+++ Input for this task +++

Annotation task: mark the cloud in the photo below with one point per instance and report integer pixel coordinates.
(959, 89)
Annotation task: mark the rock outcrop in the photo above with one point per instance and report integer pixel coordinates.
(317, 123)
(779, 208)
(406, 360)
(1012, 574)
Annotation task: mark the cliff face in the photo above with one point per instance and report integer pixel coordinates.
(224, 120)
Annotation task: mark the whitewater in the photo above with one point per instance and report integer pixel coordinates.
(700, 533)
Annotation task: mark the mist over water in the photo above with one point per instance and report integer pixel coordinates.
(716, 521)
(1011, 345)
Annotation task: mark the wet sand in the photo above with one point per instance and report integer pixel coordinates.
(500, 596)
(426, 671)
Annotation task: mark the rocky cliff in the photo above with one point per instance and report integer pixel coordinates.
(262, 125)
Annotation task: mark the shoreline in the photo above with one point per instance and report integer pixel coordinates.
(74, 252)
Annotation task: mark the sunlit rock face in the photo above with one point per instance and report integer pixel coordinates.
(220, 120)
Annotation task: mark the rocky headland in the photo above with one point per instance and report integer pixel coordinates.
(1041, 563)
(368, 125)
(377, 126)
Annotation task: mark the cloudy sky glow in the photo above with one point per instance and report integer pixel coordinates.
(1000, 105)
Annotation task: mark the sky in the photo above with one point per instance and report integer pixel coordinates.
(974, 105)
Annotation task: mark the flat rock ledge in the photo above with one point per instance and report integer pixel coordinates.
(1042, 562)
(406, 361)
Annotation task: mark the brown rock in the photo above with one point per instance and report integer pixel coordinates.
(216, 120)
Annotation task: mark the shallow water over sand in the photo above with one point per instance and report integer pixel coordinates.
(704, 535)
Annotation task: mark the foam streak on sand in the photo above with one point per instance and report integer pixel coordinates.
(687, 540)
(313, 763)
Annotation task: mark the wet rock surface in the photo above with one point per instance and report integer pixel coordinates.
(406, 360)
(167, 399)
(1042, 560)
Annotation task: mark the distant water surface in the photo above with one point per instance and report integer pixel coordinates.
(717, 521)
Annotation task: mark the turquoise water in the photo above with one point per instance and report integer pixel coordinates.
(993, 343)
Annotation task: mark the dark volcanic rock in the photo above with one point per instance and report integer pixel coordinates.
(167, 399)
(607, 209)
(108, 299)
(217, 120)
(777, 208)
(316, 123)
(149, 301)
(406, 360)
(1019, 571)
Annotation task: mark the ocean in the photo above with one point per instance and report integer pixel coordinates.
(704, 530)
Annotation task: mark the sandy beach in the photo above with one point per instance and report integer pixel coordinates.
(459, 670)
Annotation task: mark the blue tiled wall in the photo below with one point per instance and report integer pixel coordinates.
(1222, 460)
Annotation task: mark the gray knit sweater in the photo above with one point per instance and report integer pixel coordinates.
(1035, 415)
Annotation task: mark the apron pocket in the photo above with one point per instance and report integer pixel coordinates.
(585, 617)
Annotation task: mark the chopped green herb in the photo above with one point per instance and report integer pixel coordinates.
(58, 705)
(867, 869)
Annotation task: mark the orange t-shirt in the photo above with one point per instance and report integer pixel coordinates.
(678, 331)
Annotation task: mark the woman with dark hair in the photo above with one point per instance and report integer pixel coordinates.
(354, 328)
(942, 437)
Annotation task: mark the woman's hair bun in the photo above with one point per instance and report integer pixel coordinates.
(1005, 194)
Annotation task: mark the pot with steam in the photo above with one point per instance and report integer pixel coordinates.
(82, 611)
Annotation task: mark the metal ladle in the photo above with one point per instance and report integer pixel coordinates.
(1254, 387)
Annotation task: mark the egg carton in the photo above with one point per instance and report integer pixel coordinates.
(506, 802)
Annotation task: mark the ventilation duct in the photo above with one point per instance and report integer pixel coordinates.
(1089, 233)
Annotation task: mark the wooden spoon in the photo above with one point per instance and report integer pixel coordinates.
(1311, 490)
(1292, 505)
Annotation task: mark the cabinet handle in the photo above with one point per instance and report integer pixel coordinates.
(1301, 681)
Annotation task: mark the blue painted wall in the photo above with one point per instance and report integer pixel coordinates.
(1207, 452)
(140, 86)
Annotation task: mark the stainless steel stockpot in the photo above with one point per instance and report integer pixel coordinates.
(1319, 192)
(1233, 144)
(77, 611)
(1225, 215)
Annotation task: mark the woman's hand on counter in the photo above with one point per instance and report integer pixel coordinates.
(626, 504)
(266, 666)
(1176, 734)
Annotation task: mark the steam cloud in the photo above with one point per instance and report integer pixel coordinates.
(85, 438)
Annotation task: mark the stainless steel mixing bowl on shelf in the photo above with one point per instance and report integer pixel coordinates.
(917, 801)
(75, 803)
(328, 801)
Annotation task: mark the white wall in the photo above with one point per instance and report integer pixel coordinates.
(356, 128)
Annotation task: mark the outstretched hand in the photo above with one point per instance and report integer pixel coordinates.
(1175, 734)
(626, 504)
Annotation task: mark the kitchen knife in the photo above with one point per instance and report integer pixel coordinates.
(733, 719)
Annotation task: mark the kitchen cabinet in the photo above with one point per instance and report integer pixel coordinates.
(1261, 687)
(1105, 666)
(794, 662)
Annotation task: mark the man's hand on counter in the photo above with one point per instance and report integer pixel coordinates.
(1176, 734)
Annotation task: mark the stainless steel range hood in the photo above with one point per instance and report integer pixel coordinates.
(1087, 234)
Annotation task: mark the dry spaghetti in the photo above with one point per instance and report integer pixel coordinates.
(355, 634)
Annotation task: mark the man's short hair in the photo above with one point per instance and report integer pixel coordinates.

+++

**How to complete this task**. Lines from the one that contains "Annotation task: mark the kitchen cabinet" through the final line of the entries must be duplicated exactly, and no other lines.

**Answer space**.
Annotation task: mark the kitchen cabinet in the photo above with one point per instance and report integer pixel coordinates.
(1261, 687)
(1105, 666)
(794, 662)
Annotation task: mark the man's hand on counter in the photo above with one point per instance and report integer pixel coordinates.
(1176, 734)
Annotation task: mark the stainless steel range hood in the photo above with one point per instance and report integer pixel coordinates.
(1087, 234)
Annotation task: mark the dry spaghetti in the photo above with one point per instance and report integer pixel coordinates.
(355, 634)
Annotation task: mark the man's short hair in the photo above with one point per instance and report integer pixel coordinates.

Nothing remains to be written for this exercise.